Pittsburgh, Pennsylvania
June 22, 2008
June 22, 2008
June 25, 2008
2153-5965
Liberal Education
16
13.767.1 - 13.767.16
10.18260/1-2--4086
https://peer.asee.org/4086
436
Dean Nieusma’s research and teaching focus on interdisciplinary design collaboration and the expertise that enables it. With a BS in mechanical engineering and another in general studies and a PhD in interdisciplinary social sciences, Dean has worked as a member of design teams in contexts as diverse as the U.S. and European automotive industries; Sri Lanka’s renewable energy sector; and STS, engineering, and design curriculum planning. He teaches across Rensselaer’s Product Design and Innovation studio sequence, including courses in industrial design, entrepreneurship and design, and sustainability design.

## Goal a
Reproduce the entire Dean Nieusma listing above word for word.

## Data lines
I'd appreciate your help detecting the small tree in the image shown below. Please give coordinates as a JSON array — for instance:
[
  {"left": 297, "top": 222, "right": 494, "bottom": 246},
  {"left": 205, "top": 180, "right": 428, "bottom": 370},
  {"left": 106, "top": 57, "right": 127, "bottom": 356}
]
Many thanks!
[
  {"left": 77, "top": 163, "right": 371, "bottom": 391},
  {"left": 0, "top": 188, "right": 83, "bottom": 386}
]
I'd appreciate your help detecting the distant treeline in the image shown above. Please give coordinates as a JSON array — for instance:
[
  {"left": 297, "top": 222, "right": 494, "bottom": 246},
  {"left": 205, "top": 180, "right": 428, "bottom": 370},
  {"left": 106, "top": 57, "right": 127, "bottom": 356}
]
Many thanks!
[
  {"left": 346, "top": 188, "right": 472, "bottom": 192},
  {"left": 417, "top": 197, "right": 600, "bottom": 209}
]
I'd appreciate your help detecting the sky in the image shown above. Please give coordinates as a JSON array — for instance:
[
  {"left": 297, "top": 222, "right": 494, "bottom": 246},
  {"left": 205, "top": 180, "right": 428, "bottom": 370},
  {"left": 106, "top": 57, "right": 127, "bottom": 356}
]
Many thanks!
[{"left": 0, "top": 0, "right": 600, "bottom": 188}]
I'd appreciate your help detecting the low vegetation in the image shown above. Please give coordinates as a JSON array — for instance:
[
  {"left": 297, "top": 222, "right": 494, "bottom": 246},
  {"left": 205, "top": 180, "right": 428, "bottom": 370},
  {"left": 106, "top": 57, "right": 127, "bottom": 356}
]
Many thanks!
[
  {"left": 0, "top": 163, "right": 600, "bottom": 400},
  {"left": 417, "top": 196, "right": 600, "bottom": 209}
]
==
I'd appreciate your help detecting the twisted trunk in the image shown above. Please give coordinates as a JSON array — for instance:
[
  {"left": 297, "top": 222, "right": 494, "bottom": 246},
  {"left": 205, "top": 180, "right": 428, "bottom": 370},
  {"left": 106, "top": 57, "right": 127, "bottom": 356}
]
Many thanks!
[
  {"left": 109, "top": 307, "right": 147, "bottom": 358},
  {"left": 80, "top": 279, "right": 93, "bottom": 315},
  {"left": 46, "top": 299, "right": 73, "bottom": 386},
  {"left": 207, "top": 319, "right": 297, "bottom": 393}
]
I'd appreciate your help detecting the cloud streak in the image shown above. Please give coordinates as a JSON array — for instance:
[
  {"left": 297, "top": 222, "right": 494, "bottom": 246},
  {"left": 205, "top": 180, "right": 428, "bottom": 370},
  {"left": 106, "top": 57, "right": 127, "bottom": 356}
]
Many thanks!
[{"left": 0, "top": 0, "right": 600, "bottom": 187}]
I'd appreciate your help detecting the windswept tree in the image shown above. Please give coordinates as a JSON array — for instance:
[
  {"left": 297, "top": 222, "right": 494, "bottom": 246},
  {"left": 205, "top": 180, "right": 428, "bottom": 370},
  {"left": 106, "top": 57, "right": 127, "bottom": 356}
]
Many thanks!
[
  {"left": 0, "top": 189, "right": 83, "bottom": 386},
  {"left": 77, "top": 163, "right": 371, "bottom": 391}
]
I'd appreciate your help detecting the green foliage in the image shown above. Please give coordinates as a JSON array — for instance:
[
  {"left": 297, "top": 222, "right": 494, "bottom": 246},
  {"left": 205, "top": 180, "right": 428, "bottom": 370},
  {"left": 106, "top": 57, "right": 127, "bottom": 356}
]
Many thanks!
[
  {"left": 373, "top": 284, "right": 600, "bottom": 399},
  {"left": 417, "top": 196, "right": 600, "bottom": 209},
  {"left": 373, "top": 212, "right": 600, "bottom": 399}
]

## Goal b
Gather every line of the records that contains the string "your", treating uppercase and lowercase as distinct.

## Response a
Pittsburgh, Pennsylvania
June 22, 2008
June 22, 2008
June 25, 2008
2153-5965
Liberal Education
16
13.767.1 - 13.767.16
10.18260/1-2--4086
https://peer.asee.org/4086
436
Dean Nieusma’s research and teaching focus on interdisciplinary design collaboration and the expertise that enables it. With a BS in mechanical engineering and another in general studies and a PhD in interdisciplinary social sciences, Dean has worked as a member of design teams in contexts as diverse as the U.S. and European automotive industries; Sri Lanka’s renewable energy sector; and STS, engineering, and design curriculum planning. He teaches across Rensselaer’s Product Design and Innovation studio sequence, including courses in industrial design, entrepreneurship and design, and sustainability design.

## Response b
I'd appreciate your help detecting the small tree in the image shown below. Please give coordinates as a JSON array — for instance:
I'd appreciate your help detecting the distant treeline in the image shown above. Please give coordinates as a JSON array — for instance:
I'd appreciate your help detecting the sky in the image shown above. Please give coordinates as a JSON array — for instance:
I'd appreciate your help detecting the low vegetation in the image shown above. Please give coordinates as a JSON array — for instance:
I'd appreciate your help detecting the twisted trunk in the image shown above. Please give coordinates as a JSON array — for instance:
I'd appreciate your help detecting the cloud streak in the image shown above. Please give coordinates as a JSON array — for instance:
I'd appreciate your help detecting the windswept tree in the image shown above. Please give coordinates as a JSON array — for instance:
I'd appreciate your help detecting the green foliage in the image shown above. Please give coordinates as a JSON array — for instance:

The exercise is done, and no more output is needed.